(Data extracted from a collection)
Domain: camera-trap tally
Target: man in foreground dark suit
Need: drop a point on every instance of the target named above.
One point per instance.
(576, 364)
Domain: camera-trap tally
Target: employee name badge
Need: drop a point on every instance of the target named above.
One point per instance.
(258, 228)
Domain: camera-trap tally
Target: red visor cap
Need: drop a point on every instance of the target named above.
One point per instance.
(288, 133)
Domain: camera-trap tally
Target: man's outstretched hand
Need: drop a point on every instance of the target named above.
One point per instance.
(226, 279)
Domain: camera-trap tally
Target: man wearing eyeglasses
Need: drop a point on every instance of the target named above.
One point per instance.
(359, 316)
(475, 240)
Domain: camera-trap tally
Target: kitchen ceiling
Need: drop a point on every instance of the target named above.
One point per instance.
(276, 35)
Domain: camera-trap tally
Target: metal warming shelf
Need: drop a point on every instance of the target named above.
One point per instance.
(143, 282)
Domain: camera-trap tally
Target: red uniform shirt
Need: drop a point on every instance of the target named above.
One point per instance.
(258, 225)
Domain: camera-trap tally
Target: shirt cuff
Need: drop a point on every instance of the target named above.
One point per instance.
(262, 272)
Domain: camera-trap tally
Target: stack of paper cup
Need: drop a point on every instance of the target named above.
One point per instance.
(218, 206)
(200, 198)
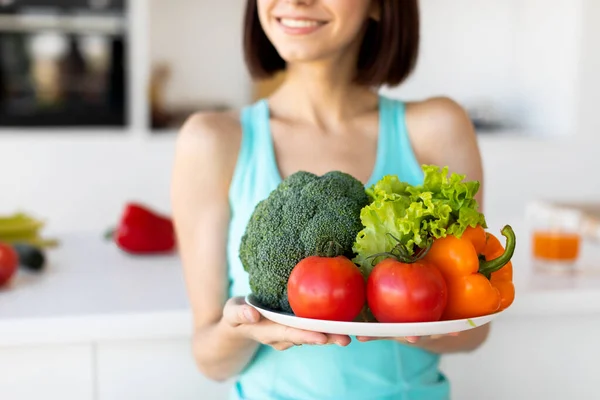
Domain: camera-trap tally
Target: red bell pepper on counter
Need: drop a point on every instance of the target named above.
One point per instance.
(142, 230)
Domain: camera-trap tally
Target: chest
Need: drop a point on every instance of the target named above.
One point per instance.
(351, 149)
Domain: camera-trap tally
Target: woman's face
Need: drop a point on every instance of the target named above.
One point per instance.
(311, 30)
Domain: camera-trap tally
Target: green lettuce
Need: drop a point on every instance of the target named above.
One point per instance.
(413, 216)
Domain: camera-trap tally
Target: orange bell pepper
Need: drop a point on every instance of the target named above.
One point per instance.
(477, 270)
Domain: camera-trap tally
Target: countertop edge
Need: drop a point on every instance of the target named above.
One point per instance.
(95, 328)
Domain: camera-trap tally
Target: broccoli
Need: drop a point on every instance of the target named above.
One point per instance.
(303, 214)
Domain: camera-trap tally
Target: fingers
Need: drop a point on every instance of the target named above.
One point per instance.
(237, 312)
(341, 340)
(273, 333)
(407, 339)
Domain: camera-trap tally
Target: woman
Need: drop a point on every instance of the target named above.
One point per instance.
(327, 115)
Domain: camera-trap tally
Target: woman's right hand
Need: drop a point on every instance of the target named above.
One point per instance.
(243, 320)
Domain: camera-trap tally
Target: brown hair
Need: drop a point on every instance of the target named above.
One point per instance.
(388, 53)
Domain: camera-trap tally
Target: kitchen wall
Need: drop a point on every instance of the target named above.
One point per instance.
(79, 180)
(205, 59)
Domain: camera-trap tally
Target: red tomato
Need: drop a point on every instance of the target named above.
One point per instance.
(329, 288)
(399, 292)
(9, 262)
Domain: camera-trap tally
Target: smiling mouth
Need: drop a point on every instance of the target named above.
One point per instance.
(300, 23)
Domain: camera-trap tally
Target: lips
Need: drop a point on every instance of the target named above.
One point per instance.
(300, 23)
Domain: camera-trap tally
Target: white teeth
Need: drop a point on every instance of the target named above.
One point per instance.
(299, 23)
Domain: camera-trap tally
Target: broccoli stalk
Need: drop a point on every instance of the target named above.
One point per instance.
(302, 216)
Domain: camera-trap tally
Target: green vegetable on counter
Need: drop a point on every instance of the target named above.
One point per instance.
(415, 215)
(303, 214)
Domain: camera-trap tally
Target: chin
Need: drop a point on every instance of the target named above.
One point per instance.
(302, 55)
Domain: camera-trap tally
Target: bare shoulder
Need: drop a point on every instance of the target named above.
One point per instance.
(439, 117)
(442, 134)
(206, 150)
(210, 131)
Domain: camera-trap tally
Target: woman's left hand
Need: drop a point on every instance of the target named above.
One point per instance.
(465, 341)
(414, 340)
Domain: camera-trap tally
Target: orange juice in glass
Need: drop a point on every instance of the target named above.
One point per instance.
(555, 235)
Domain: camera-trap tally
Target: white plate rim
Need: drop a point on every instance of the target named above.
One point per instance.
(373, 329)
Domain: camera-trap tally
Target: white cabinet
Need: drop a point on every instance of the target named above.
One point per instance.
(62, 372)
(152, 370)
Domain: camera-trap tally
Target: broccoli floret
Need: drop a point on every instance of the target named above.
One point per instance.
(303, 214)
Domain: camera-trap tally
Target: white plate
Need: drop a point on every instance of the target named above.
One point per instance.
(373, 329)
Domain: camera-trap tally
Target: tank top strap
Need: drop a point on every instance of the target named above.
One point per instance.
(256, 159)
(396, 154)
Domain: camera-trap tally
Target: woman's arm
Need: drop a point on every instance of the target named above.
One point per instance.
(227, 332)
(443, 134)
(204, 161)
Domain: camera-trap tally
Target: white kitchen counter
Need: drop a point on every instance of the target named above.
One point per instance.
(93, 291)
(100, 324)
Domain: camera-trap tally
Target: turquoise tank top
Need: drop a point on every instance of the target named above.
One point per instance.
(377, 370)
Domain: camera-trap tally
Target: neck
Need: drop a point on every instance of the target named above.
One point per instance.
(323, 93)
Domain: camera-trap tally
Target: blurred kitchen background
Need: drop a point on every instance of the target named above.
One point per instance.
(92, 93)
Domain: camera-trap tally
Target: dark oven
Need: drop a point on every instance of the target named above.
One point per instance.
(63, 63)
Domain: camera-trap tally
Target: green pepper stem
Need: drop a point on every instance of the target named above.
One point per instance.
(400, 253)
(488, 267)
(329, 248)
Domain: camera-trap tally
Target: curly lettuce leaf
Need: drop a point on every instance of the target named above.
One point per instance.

*What you should do:*
Make an exact copy of the whole listing, but don't bring over any pictures.

*In response:*
Domain: camera-trap tally
Target: man in foreground dark suit
Need: drop a point on every instance of the target named above.
One point per instance.
(576, 364)
Domain: camera-trap tally
Target: employee name badge
Need: drop a point on every instance of the target named above.
One point per instance.
(258, 228)
Domain: camera-trap tally
Target: red visor cap
Need: drop a point on every instance of the target named above.
One point per instance.
(288, 133)
Domain: camera-trap tally
Target: man's outstretched hand
Need: drop a point on every instance of the target named above.
One point per instance.
(226, 279)
Domain: camera-trap tally
Target: man wearing eyeglasses
Need: drop a point on every instance of the target named above.
One point per instance.
(359, 316)
(475, 240)
Domain: camera-trap tally
Target: kitchen ceiling
Need: drop a point on every instance of the target named above.
One point per instance.
(276, 35)
Domain: camera-trap tally
Target: metal warming shelf
Need: drop a point on every instance of the target named above.
One point per instance.
(143, 282)
Domain: camera-trap tally
Target: red uniform shirt
Need: drop a point on every instance of the target named above.
One point per instance.
(258, 225)
Domain: camera-trap tally
Target: shirt cuff
Need: drop a point on every instance of the target named above.
One point per instance.
(262, 272)
Domain: camera-trap tally
Target: stack of paper cup
Need: drop a point on every instance of the target named above.
One point per instance.
(218, 206)
(200, 198)
Domain: camera-trap tally
Target: red bell pepper on counter
Need: drop a point on every instance of the target named above.
One point per instance.
(142, 230)
Domain: camera-trap tally
Target: chest
Need: drop a point on every instance of the target named above.
One point per instance.
(351, 149)
Domain: camera-trap tally
Target: woman's face
Need: drop a point on every instance of the target named above.
One point per instance.
(311, 30)
Domain: camera-trap tally
Target: green lettuce
Need: drop a point on every instance of the target named above.
One point per instance.
(413, 216)
Domain: camera-trap tally
Target: orange bell pepper
Need: drop a point on every instance of the target named above.
One point per instance.
(477, 270)
Domain: camera-trap tally
Target: countertop edge
Need: drop a point on every instance of the target named above.
One point per instance.
(95, 328)
Domain: camera-trap tally
Target: broccoli
Need: drop a point on every instance of the target named above.
One point per instance.
(303, 214)
Domain: camera-trap tally
Target: fingers
Need: drop a point on every instance of the target named above.
One point per instance.
(237, 312)
(341, 340)
(273, 333)
(407, 339)
Domain: camera-trap tally
Target: woman
Need: drop a point on every instance of the target named above.
One point per instance.
(327, 115)
Domain: camera-trap tally
Target: woman's right hand
Need: drop a point on every instance of the target named above.
One point per instance.
(243, 320)
Domain: camera-trap tally
Target: brown hair
Need: drop a point on every instance of the target named above.
One point per instance.
(388, 53)
Domain: camera-trap tally
Target: kitchen wall
Need: drop a point on every instance of the target named above.
One point per instance.
(79, 180)
(205, 59)
Domain: camera-trap tally
Target: red tomato
Need: drop a point on every instance of the target named above.
One point per instance.
(329, 288)
(399, 292)
(9, 262)
Domain: camera-trap tally
Target: smiling mouth
Need: drop a point on every instance of the target named above.
One point per instance.
(300, 23)
Domain: camera-trap tally
Target: lips
Need: drop a point on every instance of the target named above.
One point per instance.
(300, 23)
Domain: camera-trap tally
Target: white teeth
Need: drop a point on every instance of the target named above.
One point per instance.
(299, 23)
Domain: camera-trap tally
Target: broccoli stalk
Need: drop a point on every instance of the target named above.
One point per instance.
(302, 216)
Domain: camera-trap tally
Target: green vegetable on counter
Need: drop a point on every instance of the target named above.
One point per instance.
(415, 215)
(303, 214)
Domain: camera-trap tally
Target: chin
Need: drop a point on every instance of the target named above.
One point per instance.
(302, 55)
Domain: camera-trap tally
Target: bare shoulder
Need: drop a point on every instance of the target named above.
One point per instance.
(439, 117)
(442, 134)
(206, 150)
(210, 131)
Domain: camera-trap tally
Target: woman's left hand
Need: drop a point on every instance of the target named above.
One point per instance.
(465, 341)
(414, 340)
Domain: camera-trap tally
Target: orange juice in glass
Need: drop a point on every instance of the target named above.
One point per instance.
(555, 235)
Domain: camera-trap tally
Target: white plate rim
Need: drop a point on every instance of the target named above.
One point per instance.
(373, 329)
Domain: camera-trap tally
Target: white cabinet
Need: drop a point on every instance of the target named above.
One point per instance.
(62, 372)
(152, 370)
Domain: camera-trap tally
Target: broccoli floret
Need: drop a point on every instance of the target named above.
One point per instance.
(303, 214)
Domain: camera-trap tally
Target: white plate
Need: drop a point on every instance of the target named above.
One point per instance.
(373, 329)
Domain: camera-trap tally
Target: tank top strap
Need: drop a point on every instance of the target named above.
One point per instance.
(256, 159)
(396, 154)
Domain: camera-trap tally
Target: woman's arm
Need: drop a point on every instance of the target named above.
One point per instance.
(227, 332)
(443, 134)
(204, 161)
Domain: camera-trap tally
Target: white kitchen counter
Need: drop a point on every instance of the target named above.
One point per instance.
(93, 291)
(100, 324)
Domain: camera-trap tally
Target: turquoise tank top
Need: drop a point on every instance of the target named above.
One point per instance.
(377, 370)
Domain: camera-trap tally
Target: neck
Need: drop a point on every instance of the target named above.
One point per instance.
(323, 93)
Domain: camera-trap tally
Target: blurred kitchen background
Need: drop a point on every instance of the target named above.
One point per instance.
(92, 93)
Domain: camera-trap tally
Target: dark oven
Need: drop a point on every instance of the target named above.
One point per instance.
(63, 63)
Domain: camera-trap tally
Target: green pepper stem
Need: drop a point on every instance of the target named above.
One point per instance.
(400, 253)
(488, 267)
(329, 248)
Domain: camera-trap tally
Target: curly lettuce leaf
Need: drop a point on every instance of the target named above.
One point per instance.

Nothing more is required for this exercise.